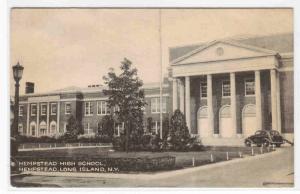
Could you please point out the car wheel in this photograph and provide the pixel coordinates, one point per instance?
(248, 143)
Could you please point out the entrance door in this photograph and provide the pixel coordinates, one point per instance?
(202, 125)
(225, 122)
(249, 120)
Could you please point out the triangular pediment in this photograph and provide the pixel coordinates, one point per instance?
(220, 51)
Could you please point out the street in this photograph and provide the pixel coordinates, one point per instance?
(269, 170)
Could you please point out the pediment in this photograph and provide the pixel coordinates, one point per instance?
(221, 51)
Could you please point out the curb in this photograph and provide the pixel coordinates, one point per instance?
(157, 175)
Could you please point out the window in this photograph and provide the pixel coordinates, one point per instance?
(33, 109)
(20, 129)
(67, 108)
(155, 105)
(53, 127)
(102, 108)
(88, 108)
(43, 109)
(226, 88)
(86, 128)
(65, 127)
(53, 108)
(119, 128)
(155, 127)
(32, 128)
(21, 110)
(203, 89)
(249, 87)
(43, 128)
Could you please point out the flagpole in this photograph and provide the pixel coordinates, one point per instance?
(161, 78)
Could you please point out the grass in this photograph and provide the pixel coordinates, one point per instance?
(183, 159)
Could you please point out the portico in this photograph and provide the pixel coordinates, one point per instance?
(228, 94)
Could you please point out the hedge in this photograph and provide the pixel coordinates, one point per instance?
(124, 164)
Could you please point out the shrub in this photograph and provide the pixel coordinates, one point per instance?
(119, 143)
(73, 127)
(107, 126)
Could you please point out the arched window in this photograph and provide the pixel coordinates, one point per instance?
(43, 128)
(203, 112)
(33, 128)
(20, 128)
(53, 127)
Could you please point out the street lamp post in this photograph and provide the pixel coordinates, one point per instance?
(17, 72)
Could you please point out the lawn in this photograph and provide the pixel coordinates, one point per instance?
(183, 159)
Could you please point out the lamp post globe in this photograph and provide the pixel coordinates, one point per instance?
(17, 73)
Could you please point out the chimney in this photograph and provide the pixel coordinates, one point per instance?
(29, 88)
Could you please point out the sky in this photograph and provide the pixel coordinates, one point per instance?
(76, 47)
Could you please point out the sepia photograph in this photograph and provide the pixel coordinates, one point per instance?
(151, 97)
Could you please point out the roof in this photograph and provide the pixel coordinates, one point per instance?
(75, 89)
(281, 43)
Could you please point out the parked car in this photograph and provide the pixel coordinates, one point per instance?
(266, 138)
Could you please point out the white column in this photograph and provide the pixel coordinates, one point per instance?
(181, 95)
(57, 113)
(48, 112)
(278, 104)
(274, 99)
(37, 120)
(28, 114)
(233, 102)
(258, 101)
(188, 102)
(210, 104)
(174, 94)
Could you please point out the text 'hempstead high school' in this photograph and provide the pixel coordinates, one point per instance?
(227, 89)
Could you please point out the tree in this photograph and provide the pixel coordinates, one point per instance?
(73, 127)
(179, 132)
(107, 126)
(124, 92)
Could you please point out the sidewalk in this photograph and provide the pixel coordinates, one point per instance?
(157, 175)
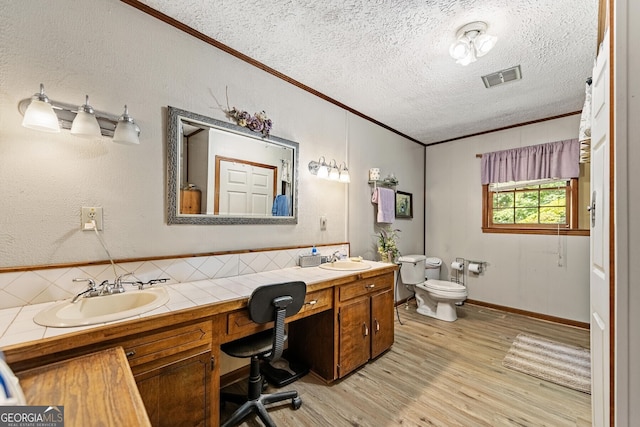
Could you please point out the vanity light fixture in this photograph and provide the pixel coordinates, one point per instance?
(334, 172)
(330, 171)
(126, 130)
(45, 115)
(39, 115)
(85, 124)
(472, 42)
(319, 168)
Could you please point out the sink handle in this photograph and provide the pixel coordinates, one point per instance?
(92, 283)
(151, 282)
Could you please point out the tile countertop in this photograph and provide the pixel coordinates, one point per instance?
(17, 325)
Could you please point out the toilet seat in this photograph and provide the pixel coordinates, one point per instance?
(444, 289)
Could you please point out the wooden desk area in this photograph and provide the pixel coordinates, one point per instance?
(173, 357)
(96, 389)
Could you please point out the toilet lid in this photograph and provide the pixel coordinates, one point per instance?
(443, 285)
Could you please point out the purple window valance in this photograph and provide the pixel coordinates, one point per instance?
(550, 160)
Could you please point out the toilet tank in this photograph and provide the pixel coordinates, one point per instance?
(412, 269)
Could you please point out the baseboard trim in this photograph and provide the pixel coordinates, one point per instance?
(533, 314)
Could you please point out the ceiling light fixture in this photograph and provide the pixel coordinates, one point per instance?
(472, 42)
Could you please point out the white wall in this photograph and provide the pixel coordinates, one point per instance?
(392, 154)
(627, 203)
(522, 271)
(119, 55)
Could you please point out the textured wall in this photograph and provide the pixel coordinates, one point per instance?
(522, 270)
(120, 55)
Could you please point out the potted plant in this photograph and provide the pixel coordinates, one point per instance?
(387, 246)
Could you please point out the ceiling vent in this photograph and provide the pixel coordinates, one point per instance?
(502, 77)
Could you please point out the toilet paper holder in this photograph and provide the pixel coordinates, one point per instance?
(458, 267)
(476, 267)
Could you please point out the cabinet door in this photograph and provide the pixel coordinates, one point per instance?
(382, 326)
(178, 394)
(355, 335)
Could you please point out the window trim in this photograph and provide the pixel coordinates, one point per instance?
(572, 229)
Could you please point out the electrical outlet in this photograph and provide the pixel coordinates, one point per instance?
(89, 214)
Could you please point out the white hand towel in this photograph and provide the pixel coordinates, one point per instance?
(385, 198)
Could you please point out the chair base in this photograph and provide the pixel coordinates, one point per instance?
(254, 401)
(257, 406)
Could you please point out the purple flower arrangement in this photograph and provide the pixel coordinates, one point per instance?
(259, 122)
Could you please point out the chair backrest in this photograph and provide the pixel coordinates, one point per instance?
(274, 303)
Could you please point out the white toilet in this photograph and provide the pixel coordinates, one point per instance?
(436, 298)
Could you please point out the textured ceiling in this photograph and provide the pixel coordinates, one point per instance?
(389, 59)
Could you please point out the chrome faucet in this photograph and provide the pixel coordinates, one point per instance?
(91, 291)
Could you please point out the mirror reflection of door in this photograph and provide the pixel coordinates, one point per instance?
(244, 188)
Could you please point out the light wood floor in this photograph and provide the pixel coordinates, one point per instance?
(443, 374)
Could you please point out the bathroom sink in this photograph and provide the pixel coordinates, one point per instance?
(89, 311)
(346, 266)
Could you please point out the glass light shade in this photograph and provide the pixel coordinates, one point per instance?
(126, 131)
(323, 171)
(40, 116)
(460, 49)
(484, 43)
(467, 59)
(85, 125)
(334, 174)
───
DESCRIPTION OF THE TASK
Lay out every line of the material above as a numbered list, with blank lines and the pictures left out.

ANSWER FOR THIS EXERCISE
1. Could you please point out the car wheel in this photograph and provide the pixel coordinates, one point per instance?
2. (248, 143)
3. Could you please point out the entrance door in this photograph and provide the pixel coordinates, one point per instance?
4. (202, 125)
5. (225, 122)
6. (249, 120)
7. Could you please point out the triangular pediment in this photograph and provide the pixel coordinates, one point per instance?
8. (220, 51)
9. Could you please point out the street in this photograph and provide the pixel coordinates, one point per instance?
10. (269, 170)
11. Could you please point out the pediment in this photograph and provide the pixel coordinates, one point per instance?
12. (221, 51)
13. Could you please point out the curb in this photograph and provide the pixel coordinates, one point per instance?
14. (157, 175)
15. Could you please point out the window in this photograph and provide the pixel coordinates, one point per instance?
16. (33, 109)
17. (20, 129)
18. (67, 108)
19. (155, 105)
20. (53, 127)
21. (102, 108)
22. (88, 108)
23. (43, 109)
24. (226, 88)
25. (86, 128)
26. (65, 127)
27. (53, 108)
28. (119, 128)
29. (155, 127)
30. (32, 128)
31. (21, 110)
32. (203, 89)
33. (249, 87)
34. (43, 128)
35. Could you please point out the flagpole in this photograph and provide the pixel coordinates, one point per instance?
36. (161, 78)
37. Could you please point out the grass in this photograph and provide the pixel coordinates, one point per instance?
38. (183, 159)
39. Could you please point out the portico in this photograph and provide the pixel coordinates, one point per instance?
40. (228, 94)
41. Could you please point out the hedge in this photograph and provide the pixel coordinates, one point per instance?
42. (124, 164)
43. Could you please point out the shrub in this photograph and provide the pixel coordinates, one point per instance?
44. (119, 143)
45. (73, 127)
46. (107, 126)
47. Could you please point out the arched window in this photograph and provide the pixel coordinates, one point per instance?
48. (43, 128)
49. (203, 112)
50. (33, 128)
51. (20, 128)
52. (53, 127)
53. Could you please point out the street lamp post in this photograph and provide the pixel coordinates, one point per instance?
54. (17, 72)
55. Could you please point out the lawn in this photograph and provide the pixel coordinates, one point per instance?
56. (183, 159)
57. Could you please point out the lamp post globe in this photograph and provide the pixel coordinates, one point per instance?
58. (17, 73)
59. Could you please point out the chimney in this photograph and provide the pixel coordinates, one point per instance?
60. (29, 88)
61. Could you please point out the sky in this photograph and provide the pixel coordinates, one point per instance?
62. (76, 47)
63. Could you please point out the sepia photograph in this photograph and provide the pixel coordinates, one point per instance?
64. (151, 97)
65. Could you please point out the roof in this photograph and provide the pixel coordinates, one point per instance?
66. (75, 89)
67. (281, 43)
68. Could you please point out the parked car in this photograph and provide the pixel coordinates, one point per instance?
69. (266, 138)
70. Could you please point out the white column in this photograph and provide the pixel coordinates, one point per instance?
71. (181, 95)
72. (57, 113)
73. (48, 112)
74. (278, 104)
75. (274, 99)
76. (37, 120)
77. (28, 114)
78. (233, 102)
79. (258, 101)
80. (188, 102)
81. (210, 104)
82. (174, 94)
83. Could you please point out the text 'hempstead high school' in this photograph and provide the pixel coordinates, one point per instance?
84. (227, 89)
85. Could you please point out the tree in this photograph and provide the pixel coordinates, one point per instance?
86. (73, 127)
87. (179, 132)
88. (107, 126)
89. (124, 92)
90. Could you please point out the sidewalk in this photograph and provide the pixel coordinates, one point per instance?
91. (157, 175)
92. Could you please point out the vanity light fixture in this photograph and provide the pixel coordinates, one point per instance?
93. (334, 172)
94. (330, 171)
95. (126, 130)
96. (45, 115)
97. (39, 115)
98. (85, 124)
99. (472, 42)
100. (319, 168)
101. Could you please point out the sink handle in this photograph and provide the pixel coordinates, one point per instance?
102. (92, 283)
103. (151, 282)
104. Could you please point out the tile countertop in this photograph and provide the pixel coordinates, one point per instance?
105. (17, 325)
106. Could you please point out the toilet seat in this photograph and provide the pixel coordinates, one point per instance?
107. (444, 289)
108. Could you please point out the wooden desk area in this photograph and provide the pixel coordinates, one point per instance?
109. (173, 357)
110. (96, 389)
111. Could you please point out the toilet lid in this photograph and provide the pixel coordinates, one point per instance?
112. (443, 285)
113. Could you please point out the purple window valance in this photograph and provide the pixel coordinates, one point per instance?
114. (550, 160)
115. Could you please point out the toilet tank in this photograph and provide the pixel coordinates, one point per instance?
116. (412, 269)
117. Could you please point out the baseboard trim in this photograph and provide the pixel coordinates, one point per instance?
118. (533, 314)
119. Could you please point out the ceiling light fixture in this photograph and provide the pixel coordinates, one point per instance?
120. (472, 42)
121. Could you please point out the white wall in this photograph and provide the pixel coordinates, one point per instance?
122. (392, 154)
123. (627, 203)
124. (522, 271)
125. (119, 55)
126. Could you please point out the textured wall in this photograph and provide the pixel coordinates, one point per instance?
127. (522, 270)
128. (120, 55)
129. Could you please point out the potted plant in this photograph and provide the pixel coordinates, one point per instance?
130. (387, 246)
131. Could you please point out the ceiling vent in this photograph and provide the pixel coordinates, one point per instance?
132. (502, 77)
133. Could you please point out the toilet paper holder in this photograph and provide the pixel coordinates, one point per instance?
134. (458, 267)
135. (476, 267)
136. Could you please point out the cabinet door in this photograph and provide the pixel coordinates, one point per instance?
137. (382, 326)
138. (178, 394)
139. (355, 335)
140. Could you please point out the window trim in this photograph and provide the pixel coordinates, one point per instance?
141. (572, 229)
142. Could you please point out the electrical outlet in this photograph and provide the pixel coordinates, one point per instance?
143. (89, 214)
144. Could you please point out the white hand towel in this photograph and provide the pixel coordinates, one point per instance?
145. (385, 198)
146. Could you please point out the chair base in this photograph and provide the pixel coordinates, one point per instance?
147. (254, 401)
148. (257, 406)
149. Could you please point out the purple flower arrangement in this photograph and provide the pixel coordinates, one point per instance?
150. (259, 122)
151. Could you please point out the chair backrest in this photograph and provide the pixel coordinates, one point per instance?
152. (274, 303)
153. Could you please point out the white toilet in this photograph and provide the pixel coordinates, one point per instance?
154. (436, 298)
155. Could you please point out the textured ceiling in this photograph and provide the pixel coordinates, one point per instance?
156. (389, 59)
157. Could you please point out the chrome faucet in this photograph and provide the pixel coordinates, one point per instance?
158. (91, 291)
159. Could you please point out the mirror reflection of door in this photograph and provide the pixel coordinates, one point per instance?
160. (244, 188)
161. Could you please point out the light wood floor in this photograph and provide the pixel coordinates, one point per instance?
162. (443, 374)
163. Could you please point out the bathroom sink in this photograph and provide the pixel coordinates, one point per instance?
164. (89, 311)
165. (346, 266)
166. Could you please point out the glass light shade in this photograph and provide the pixel coordinates, one point per instance?
167. (126, 131)
168. (323, 171)
169. (40, 116)
170. (460, 49)
171. (484, 43)
172. (467, 59)
173. (85, 125)
174. (334, 174)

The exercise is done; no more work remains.